**Page extract:**
◆ ◆ ◆ ◆

Late on Thursday Tyson withdrew his bid for reinstatement in New Jersey and instead submitted a request to have his fighting licence returned from the same Nevada officials who banished him from the sport 13 months ago.

"We were surprised to get it," the Nevada Athletic Commission's executive director, Marc Ratner, said. "But we will set up a hearing and it will be a fair and impartial hearing."

Tyson, released from prison in 1995 after serving three years for rape, had his lic ence revoked by the commission for biting off a piece of Evander Holyfield's ear in their world heavyweight title fight in June, 1997.

A hearing had been scheduled for yesterday in Trenton, New Jersey, but Tyson's fate will now be decided at a hearing that Ratner expects will happen in two to three weeks after Tyson's new application.

"We did it because of what we'd been hearing from all the commissions, that Mike was hurting them," said Shelly Finkel, Tyson's advisor.

Finkel denied being worried that New Jersey would deny Tyson's application, saying there was a growing perception that Tyson should face the men who judged him earlier. "I felt very positive," Finkel said of the New Jersey hearing. He also said he was confident of success in Nevada, but added optimistically: "We can always go back to New Jersey if it's bad in Nevada."

Such hopes appear slight in the light of Tyson's eleventh-hour pull-out and his outburst during a July hearing in New Jersey when he swore while wondering why he had to keep apologising for the Holyfield incident.

Elias Ghanem, the Nevada commission's chairman, said Tyson had made an intelligent move by returning to Nevada.

"Maybe he came back to his senses and decided the best way to go about this was to come back to the state that revoked his licence," he said.

Tyson has parted company with Don King, his former promoter, and is suing him. There were reports Tyson feared King's influence in Nevada boxing circles would lead to an unfair hearing. But Ghanem said: "We have a very fair commission and we don't delay our decisions."

Mills Lane, the referee who disqualified Tyson during the infamous bout with Holyfield, praised Tyson's decision. Speaking on a New York television station, Lane said: "He should have gone to Nevada and faced the music there. You cannot dance around it. Going to Nevada is what he should have done in the first place."

In the New Jersey hearing Tyson was questioned for about 40 minutes about his 1992 rape conviction and the reasons behind his biting of Holyfield. Critics claimed he knew he would lose to Holyfield a second time and feared the end of his career.

"I was in a rage. I just snapped," Tyson said. "I'm sorry for what I did. It will haunt me for the rest of my life."

◆ ◆ ◆ ◆

Annotation records:

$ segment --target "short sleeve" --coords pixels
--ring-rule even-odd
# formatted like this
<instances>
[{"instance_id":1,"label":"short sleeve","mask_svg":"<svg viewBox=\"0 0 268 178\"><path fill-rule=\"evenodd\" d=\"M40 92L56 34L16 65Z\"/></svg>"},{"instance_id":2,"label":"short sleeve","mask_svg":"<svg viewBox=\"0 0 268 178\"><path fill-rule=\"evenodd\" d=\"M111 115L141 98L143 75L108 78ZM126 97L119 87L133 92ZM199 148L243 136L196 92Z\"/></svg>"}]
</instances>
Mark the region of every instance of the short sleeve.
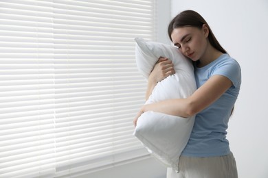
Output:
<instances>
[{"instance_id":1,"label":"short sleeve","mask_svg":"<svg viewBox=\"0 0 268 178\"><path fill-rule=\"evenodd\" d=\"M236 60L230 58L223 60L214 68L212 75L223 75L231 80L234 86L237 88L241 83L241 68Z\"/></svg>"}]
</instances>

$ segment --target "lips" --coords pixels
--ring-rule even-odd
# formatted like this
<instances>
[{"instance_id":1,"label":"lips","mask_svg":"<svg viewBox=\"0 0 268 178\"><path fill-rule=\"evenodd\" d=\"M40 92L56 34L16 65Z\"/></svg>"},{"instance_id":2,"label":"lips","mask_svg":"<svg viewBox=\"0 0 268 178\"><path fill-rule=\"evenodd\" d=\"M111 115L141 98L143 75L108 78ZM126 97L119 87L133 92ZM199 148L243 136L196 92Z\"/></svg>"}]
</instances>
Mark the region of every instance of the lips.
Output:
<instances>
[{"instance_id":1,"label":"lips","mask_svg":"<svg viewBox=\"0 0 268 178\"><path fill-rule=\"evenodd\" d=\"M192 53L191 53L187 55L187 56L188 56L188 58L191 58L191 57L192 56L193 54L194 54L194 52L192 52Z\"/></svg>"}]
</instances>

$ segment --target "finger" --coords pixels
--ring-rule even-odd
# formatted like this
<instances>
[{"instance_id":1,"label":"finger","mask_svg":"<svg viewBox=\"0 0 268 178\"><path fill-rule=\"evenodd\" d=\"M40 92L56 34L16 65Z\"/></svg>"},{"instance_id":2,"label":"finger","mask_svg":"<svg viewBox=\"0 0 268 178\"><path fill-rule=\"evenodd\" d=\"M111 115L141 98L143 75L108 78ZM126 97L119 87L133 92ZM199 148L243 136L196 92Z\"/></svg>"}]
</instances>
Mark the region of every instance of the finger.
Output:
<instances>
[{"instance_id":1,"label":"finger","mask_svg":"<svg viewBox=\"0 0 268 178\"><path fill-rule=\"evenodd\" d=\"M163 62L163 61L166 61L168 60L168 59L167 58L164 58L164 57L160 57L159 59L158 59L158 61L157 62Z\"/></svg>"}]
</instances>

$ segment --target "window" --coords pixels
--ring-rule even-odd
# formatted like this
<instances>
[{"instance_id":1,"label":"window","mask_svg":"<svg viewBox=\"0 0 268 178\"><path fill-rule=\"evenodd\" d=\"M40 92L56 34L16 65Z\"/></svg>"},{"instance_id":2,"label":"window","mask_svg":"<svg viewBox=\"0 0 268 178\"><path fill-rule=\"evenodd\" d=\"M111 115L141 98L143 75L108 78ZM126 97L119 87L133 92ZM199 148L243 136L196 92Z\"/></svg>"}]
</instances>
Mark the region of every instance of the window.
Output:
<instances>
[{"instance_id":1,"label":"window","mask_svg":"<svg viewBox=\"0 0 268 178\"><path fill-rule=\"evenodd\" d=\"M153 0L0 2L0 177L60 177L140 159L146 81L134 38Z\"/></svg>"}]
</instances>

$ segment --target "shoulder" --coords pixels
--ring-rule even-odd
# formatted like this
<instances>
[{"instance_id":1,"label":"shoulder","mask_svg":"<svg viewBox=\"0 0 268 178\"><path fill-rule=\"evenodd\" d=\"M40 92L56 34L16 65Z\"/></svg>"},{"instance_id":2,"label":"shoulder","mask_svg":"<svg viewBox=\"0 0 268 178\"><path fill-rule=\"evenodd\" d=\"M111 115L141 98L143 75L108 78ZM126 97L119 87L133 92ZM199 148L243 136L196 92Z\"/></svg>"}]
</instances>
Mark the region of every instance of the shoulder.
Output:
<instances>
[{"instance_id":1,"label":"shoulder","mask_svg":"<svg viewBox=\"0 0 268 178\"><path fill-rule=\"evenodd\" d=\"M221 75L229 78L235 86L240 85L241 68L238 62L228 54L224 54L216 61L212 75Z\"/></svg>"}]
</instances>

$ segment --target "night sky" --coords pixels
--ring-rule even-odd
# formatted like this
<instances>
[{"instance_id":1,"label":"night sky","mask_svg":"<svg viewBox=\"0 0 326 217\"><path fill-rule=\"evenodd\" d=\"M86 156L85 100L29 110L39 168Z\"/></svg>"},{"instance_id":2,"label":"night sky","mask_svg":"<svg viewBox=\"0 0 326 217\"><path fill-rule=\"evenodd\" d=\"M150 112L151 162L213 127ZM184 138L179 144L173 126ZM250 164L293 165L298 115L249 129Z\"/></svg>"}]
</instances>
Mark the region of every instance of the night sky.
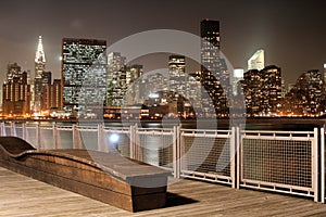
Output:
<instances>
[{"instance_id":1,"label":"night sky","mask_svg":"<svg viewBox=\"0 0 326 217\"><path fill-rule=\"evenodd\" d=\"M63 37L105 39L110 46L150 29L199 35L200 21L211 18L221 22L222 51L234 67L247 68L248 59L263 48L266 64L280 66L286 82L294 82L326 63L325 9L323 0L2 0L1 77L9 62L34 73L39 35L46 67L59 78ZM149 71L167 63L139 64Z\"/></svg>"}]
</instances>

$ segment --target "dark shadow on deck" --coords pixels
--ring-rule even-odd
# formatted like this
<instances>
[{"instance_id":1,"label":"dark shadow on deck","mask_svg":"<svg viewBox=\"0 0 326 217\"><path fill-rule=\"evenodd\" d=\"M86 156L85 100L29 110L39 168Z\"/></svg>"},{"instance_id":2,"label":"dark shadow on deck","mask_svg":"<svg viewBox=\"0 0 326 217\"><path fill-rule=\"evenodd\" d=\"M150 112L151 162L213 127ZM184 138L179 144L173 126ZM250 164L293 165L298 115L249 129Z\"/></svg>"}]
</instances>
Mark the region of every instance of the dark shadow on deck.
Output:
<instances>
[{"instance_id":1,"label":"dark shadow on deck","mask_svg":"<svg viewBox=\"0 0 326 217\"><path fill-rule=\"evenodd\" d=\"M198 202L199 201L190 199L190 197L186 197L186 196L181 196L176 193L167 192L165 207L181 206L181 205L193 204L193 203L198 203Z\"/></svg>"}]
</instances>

◆ ◆ ◆ ◆

**Required tasks:**
#1 Answer these questions using the Tyson article:
(a) Who is the executive director of the Nevada Athletic Commission?
(b) For about how long was Tyson questioned at the New Jersey hearing?
(c) Which referee disqualified Tyson during the bout with Holyfield?
#2 In the Tyson article, what reason does Tyson's advisor give for dropping the New Jersey bid and applying in Nevada instead?

**Outputs by task:**
#1
(a) Marc Ratner
(b) About 40 minutes
(c) Mills Lane

#2 Shelly Finkel said they made the move because they had been hearing from all the commissions that Tyson was hurting them. He also pointed to a growing perception that Tyson should face the men who had judged him earlier.